Text provided:
San Francisco's police union is in the throes of negotiating a new contract -- and its representatives are playing tag team with both incumbent Mayor Frank Jordan and leading challenger Willie Brown. Talks may expand to include challenger Roberta Achtenberg, but fourth-ranked candidate Angela Alioto is given only a dim chance to get her foot in the door as union leaders weigh her poll numbers more heavily than her history of support for their positions.
The fact that the current POA contract ended on July 1 during a mayoral campaign season is no accident. The union, along with its close relative, Firefighters Local 798, is a well-established political player able to go to the voters on its own behalf -- as well as for or against a candidate. The two unions proved just how important they are when they played a significant role in unseating incumbent Mayor Art Agnos four years ago.
Jordan, recognizing that politics supersede public policy, has been accompanied by his campaign manager, Clint Reilly, and Chief of Staff Jim Wunderman, in the contract talks, according to sources close to the negotiations.

Dataset:
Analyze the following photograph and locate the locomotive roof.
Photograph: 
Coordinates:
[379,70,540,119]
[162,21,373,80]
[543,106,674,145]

Short exercise 1:
Collect every line of the entries that contains the string "Analyze", matching its capitalization exactly.
Short exercise 2:
Continue the article on the San Francisco police union's contract talks, starting after its final sentence.
The article and the entries were drawn from separate sources.

Result 1:
Analyze the following photograph and locate the locomotive roof.

Result 2:
Jordan made his move to politicize the negotiations earlier this year when he pulled the talks out of the impartial Department of Human Resources and assigned his own staff to handle the contract powwow. That earned Jordan a scolding from the city's Civil Grand Jury in a June 1 report when it officially took note that "The Mayor has removed from the Department of Human Resources negotiations with the two most politically powerful unions, fire and police." A tart-tongued mayoral response denied anything was up, and the issue slid from public view.
Jordan's leading opponent, Willie Brown, met with POA representatives last week after receiving a five-page letter outlining the POA's agenda for the upcoming contract.
"The POA is dealing with Jordan and talking with Willie Brown," says one source who asked not to be named. "In essence, it's about what it costs for an endorsement. It's that cold and that pragmatic."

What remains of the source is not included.